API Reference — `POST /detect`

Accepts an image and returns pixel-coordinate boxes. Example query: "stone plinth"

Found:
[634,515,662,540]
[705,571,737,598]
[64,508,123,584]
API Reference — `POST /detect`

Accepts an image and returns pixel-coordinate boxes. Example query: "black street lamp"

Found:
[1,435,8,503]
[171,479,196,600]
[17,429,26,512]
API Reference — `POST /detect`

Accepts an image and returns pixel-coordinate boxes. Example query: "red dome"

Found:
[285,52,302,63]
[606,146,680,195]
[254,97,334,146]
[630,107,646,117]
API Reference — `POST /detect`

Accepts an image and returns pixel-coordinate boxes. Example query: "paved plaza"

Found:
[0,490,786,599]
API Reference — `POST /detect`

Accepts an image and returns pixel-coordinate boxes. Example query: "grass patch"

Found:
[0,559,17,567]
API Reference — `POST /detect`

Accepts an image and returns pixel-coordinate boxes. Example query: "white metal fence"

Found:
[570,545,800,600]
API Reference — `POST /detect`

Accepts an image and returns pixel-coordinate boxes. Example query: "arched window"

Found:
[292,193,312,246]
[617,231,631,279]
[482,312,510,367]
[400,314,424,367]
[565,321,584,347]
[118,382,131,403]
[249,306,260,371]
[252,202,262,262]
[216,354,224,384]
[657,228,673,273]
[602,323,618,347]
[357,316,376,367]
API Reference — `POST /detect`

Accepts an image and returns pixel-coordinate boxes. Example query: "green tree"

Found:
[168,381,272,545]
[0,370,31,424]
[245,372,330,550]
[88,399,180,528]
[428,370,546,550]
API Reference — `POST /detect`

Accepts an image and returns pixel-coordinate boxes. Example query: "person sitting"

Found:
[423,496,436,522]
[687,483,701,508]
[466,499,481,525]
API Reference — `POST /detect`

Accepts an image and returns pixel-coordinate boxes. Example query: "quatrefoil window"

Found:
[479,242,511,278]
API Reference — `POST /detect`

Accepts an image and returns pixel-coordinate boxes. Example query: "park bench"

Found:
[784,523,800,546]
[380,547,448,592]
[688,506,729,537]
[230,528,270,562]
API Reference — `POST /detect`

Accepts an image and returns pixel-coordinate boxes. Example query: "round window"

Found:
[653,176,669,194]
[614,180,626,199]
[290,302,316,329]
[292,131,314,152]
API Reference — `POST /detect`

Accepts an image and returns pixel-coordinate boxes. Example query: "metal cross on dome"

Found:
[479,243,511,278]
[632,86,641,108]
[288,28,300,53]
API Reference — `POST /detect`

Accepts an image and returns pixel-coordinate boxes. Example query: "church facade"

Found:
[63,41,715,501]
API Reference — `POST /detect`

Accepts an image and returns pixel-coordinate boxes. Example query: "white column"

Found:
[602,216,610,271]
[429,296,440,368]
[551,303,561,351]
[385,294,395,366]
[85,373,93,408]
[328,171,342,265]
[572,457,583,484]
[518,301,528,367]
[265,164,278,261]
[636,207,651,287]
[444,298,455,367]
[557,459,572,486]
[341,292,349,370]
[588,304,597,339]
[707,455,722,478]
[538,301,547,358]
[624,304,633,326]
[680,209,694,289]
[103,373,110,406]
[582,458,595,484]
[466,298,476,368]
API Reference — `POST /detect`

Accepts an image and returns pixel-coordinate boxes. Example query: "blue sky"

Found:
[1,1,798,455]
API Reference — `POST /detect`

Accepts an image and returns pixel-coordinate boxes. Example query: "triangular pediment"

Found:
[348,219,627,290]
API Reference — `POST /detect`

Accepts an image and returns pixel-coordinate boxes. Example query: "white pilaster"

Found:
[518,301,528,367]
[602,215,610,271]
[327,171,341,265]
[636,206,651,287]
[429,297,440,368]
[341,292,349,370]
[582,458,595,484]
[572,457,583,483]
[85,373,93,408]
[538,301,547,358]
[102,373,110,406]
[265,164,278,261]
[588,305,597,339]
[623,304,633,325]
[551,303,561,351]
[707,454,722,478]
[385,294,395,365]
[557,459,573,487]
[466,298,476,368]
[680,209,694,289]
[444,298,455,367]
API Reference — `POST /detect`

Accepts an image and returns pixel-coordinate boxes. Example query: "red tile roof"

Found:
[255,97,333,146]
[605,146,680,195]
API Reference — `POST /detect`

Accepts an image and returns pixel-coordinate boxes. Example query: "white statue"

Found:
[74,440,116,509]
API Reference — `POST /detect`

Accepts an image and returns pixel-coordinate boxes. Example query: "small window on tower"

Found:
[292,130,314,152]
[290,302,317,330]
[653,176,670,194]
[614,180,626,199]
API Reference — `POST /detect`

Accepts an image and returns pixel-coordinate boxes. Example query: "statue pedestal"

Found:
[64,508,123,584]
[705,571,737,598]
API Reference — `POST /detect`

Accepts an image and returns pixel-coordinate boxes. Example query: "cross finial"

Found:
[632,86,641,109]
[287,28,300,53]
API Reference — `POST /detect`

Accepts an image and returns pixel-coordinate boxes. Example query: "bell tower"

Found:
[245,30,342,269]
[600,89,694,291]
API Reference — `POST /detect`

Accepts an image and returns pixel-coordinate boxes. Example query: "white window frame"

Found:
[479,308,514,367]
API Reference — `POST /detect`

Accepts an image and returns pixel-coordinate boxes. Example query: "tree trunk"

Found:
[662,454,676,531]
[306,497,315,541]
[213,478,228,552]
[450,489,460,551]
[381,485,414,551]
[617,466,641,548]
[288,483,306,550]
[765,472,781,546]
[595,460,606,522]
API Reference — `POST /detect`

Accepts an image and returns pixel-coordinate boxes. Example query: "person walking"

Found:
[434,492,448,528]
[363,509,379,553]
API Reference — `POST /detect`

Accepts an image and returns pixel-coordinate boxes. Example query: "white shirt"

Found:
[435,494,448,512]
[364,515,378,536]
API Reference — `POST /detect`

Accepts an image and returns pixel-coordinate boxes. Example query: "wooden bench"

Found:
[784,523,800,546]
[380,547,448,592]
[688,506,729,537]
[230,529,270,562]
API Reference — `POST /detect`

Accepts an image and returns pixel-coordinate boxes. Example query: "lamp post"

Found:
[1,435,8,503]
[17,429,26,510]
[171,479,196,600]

WORK TO COMPLETE
For every line above that has "statue" in it, copy the line.

SOLUTION
Accepts an image and returns pixel-coordinate boxes. Example query: "white statue"
Accepts an image and returns pixel-coordinate boxes. Example query: "statue pedestal"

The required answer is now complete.